Stored items:
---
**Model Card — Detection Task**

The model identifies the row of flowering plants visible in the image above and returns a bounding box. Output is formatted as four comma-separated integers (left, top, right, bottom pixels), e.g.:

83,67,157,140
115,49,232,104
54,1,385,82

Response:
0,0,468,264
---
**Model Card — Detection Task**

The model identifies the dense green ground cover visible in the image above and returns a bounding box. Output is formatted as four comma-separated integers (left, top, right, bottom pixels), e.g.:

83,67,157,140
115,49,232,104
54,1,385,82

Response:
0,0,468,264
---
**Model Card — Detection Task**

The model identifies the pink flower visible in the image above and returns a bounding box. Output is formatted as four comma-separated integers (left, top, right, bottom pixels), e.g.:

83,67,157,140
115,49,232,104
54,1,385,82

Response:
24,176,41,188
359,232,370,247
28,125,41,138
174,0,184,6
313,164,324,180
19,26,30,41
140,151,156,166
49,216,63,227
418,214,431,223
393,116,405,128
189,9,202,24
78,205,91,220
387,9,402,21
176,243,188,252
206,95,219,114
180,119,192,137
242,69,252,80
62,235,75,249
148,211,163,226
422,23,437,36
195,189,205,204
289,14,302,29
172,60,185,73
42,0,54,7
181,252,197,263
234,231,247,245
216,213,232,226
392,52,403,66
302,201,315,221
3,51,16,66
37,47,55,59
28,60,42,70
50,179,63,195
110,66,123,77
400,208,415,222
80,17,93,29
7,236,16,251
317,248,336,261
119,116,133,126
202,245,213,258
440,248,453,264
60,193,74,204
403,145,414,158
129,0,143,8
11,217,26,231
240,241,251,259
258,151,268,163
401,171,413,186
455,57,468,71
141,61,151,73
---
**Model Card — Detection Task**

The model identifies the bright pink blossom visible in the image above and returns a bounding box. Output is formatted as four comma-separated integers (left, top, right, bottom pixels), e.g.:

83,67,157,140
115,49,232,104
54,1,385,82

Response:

WRITTEN TASK: Retype the records in full. Keep every line identical to the original.

CORRECT RESULT:
---
**Model Card — Detection Task**

The model identifies the row of flowering plants visible in the image above and returns a bounding box. Output is formatted as four comma-separated integers (left, top, right, bottom pixels), e.g.:

83,67,157,140
115,49,232,104
54,1,385,82

Response:
0,0,468,264
---
**Model Card — Detection Task**

The model identifies the dense green ground cover visible in the image above and returns a bounding box. Output is formatted as four comma-separated integers (left, top, right, bottom pixels), e.g.:

83,67,157,140
115,49,232,104
54,1,385,82

Response:
0,0,468,264
---
**Model Card — Detection Task**

The model identifies the pink flower visible in the image above and returns a bounding box. Output is formatted as four comma-separated integers (left, top, right, bottom pixels), e.g.:

83,67,157,140
115,49,232,104
54,1,385,82

Response:
24,176,41,188
359,232,370,247
28,125,41,138
174,0,184,6
313,164,324,180
19,26,30,41
140,151,156,166
49,216,63,227
418,214,431,223
393,116,405,128
189,9,202,24
78,205,91,220
387,9,402,21
176,243,188,252
206,95,219,114
180,119,192,137
242,69,252,80
62,235,75,249
148,211,163,226
422,23,437,36
195,189,205,204
289,14,302,29
172,60,185,73
42,0,54,7
181,252,197,263
234,231,247,245
216,213,232,226
392,52,403,66
302,201,315,221
3,51,16,66
37,47,55,59
28,60,42,70
50,179,63,195
110,66,123,77
400,208,415,222
80,17,93,29
7,236,16,251
317,248,336,261
119,116,133,126
202,245,213,258
440,248,453,264
60,193,74,204
403,145,414,158
129,0,143,8
11,217,26,231
240,241,251,259
258,151,268,163
401,171,413,186
455,57,468,71
141,61,151,73
---
**Model Card — Detection Task**

The model identifies the bright pink blossom visible in the image above and returns a bounding box. Output is formatted as four comma-separated integers (left, top, right, bottom pixels), e.g.:

83,67,157,140
115,49,232,104
54,1,385,82

Response:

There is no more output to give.